GIVEN DATA below:

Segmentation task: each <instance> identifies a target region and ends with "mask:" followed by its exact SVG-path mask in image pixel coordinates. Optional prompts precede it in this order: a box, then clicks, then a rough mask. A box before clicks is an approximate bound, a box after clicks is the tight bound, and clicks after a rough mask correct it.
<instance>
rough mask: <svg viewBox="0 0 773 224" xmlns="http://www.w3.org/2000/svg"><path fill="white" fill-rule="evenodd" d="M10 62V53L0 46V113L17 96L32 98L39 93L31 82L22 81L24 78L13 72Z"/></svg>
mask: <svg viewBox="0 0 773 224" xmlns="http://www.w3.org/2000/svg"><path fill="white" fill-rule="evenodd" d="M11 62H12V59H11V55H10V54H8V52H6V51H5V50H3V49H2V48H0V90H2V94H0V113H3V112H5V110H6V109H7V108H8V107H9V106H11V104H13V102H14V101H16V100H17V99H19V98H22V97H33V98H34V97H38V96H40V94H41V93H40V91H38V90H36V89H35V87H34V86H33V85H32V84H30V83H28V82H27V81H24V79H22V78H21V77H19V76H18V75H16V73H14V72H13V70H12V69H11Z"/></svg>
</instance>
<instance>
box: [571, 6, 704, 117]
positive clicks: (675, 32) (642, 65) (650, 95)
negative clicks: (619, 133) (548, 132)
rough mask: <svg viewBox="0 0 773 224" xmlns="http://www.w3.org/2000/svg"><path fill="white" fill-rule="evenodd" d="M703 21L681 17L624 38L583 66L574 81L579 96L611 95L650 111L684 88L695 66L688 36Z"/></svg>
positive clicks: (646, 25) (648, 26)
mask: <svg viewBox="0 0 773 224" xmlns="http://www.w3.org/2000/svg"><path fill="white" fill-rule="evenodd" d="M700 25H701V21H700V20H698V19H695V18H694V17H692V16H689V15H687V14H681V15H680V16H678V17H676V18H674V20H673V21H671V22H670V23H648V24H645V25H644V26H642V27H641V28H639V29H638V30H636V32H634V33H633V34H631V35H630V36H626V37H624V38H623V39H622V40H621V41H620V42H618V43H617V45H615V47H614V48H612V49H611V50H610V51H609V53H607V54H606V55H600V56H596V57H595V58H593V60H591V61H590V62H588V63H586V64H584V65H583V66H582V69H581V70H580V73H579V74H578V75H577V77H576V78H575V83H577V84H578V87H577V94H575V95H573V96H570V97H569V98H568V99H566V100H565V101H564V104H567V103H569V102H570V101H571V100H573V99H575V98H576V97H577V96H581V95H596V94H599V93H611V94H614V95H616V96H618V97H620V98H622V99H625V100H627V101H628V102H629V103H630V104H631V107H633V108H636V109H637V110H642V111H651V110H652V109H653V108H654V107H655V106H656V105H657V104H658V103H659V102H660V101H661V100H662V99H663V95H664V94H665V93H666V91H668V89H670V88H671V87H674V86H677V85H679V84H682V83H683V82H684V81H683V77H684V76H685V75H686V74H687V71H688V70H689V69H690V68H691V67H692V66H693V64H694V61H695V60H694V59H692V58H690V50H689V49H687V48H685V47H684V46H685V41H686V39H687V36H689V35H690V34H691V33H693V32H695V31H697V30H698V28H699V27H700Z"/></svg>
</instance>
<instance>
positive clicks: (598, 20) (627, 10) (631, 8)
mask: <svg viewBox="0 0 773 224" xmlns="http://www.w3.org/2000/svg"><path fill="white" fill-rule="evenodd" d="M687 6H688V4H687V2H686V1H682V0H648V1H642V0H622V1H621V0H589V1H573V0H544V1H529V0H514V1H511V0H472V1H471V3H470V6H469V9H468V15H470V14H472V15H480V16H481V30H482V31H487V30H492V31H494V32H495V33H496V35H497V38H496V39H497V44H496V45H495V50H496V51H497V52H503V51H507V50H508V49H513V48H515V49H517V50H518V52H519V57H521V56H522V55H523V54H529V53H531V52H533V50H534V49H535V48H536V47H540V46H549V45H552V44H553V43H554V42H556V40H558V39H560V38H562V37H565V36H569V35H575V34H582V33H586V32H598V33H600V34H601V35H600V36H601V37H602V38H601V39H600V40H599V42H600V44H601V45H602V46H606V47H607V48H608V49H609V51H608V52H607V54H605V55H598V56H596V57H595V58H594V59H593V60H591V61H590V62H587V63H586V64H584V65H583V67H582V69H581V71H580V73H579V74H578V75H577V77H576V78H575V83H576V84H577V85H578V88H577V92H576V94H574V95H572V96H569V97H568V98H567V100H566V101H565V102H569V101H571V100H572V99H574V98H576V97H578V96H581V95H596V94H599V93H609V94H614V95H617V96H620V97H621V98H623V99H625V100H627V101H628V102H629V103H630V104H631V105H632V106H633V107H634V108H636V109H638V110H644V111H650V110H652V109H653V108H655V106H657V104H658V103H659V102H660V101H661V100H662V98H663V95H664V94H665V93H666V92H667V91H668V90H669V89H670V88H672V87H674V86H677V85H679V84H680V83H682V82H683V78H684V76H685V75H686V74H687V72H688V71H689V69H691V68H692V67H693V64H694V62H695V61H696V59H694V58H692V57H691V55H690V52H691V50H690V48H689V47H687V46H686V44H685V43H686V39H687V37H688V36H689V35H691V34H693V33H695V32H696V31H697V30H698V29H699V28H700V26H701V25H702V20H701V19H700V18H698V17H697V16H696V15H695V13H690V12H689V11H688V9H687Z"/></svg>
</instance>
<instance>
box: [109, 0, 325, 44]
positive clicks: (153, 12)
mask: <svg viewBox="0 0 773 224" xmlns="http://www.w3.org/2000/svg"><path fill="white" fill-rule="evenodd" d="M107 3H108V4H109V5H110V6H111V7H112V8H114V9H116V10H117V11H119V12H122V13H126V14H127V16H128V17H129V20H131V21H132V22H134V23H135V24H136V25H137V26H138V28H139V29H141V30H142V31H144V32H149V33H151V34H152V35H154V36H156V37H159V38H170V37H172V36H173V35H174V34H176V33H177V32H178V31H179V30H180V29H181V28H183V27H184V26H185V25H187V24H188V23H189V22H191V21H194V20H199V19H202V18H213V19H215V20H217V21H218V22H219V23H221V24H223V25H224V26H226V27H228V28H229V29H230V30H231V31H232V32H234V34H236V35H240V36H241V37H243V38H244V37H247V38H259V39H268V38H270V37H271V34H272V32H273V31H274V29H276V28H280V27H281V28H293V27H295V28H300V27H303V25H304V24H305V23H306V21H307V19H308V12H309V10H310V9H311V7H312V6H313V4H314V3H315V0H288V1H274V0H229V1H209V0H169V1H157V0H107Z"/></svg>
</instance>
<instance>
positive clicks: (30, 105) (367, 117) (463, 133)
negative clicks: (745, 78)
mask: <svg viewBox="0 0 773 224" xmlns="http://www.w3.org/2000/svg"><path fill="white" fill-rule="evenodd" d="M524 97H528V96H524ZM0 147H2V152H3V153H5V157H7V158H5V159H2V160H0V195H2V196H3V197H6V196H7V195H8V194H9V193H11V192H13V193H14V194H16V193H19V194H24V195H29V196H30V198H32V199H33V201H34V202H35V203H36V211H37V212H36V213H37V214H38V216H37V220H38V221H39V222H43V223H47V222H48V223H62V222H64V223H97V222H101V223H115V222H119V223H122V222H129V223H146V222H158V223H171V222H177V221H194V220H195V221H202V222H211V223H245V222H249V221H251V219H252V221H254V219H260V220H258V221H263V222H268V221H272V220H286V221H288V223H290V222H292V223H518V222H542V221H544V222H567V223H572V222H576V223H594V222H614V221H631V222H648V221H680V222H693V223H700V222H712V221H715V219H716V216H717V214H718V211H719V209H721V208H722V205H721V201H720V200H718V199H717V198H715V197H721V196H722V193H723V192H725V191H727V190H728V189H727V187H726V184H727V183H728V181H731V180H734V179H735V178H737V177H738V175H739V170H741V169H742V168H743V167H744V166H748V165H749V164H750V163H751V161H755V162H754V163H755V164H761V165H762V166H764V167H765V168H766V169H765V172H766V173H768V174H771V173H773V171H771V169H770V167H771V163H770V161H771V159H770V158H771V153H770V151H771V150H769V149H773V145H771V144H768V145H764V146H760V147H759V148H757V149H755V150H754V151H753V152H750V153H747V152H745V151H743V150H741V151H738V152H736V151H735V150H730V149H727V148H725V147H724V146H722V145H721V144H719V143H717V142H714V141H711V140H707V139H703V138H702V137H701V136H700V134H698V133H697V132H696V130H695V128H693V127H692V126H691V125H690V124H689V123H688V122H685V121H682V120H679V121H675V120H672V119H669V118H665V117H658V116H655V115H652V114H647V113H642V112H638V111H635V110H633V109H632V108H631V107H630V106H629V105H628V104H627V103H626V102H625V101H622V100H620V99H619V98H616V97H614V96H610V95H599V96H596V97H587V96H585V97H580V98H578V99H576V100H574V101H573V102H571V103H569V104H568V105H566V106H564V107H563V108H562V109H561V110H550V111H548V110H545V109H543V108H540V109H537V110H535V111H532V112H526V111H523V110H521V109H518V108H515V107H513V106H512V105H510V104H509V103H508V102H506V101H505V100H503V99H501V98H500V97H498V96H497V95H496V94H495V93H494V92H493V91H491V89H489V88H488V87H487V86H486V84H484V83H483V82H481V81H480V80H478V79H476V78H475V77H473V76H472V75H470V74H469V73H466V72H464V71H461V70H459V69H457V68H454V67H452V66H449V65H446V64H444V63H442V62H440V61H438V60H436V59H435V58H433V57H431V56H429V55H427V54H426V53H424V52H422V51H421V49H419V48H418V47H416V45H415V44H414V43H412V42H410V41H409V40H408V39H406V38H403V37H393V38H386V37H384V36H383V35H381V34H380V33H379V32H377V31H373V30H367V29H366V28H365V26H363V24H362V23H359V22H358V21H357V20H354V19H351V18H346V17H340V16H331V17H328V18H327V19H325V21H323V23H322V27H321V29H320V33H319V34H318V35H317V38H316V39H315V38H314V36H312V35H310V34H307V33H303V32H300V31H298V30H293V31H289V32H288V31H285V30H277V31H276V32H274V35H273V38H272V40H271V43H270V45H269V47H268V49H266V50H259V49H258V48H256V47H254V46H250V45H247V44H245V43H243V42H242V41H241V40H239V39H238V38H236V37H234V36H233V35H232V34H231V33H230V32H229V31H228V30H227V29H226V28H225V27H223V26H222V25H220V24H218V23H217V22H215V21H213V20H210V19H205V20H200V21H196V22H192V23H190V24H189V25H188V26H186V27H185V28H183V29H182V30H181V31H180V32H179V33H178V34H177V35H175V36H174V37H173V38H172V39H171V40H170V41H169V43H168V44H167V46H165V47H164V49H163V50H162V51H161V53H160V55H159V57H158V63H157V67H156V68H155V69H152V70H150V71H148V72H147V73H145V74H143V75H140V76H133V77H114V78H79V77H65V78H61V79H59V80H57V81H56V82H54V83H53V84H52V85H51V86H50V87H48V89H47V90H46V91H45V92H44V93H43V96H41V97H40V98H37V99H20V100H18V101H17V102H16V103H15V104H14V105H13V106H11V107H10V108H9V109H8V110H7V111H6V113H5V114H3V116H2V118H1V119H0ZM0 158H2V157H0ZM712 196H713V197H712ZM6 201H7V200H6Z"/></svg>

End of GIVEN DATA.

__TASK__: Rewrite the part of the entries that runs from their first line through the line containing "62V53L0 46V113L17 96L32", replacing "rough mask" with "coarse mask" and leaving everything else unchanged.

__YOUR SOLUTION__:
Segmentation task: each <instance> identifies a target region and ends with "mask:" followed by its exact SVG-path mask in image pixel coordinates. Optional prompts precede it in this order: a box, then clicks, then a coarse mask. A box before clicks is an approximate bound, a box after clicks is the tight bound, and clicks after a coarse mask correct it.
<instance>
coarse mask: <svg viewBox="0 0 773 224" xmlns="http://www.w3.org/2000/svg"><path fill="white" fill-rule="evenodd" d="M10 62V53L0 46V113L17 96L32 98L39 93L31 82L22 81L24 78L13 72Z"/></svg>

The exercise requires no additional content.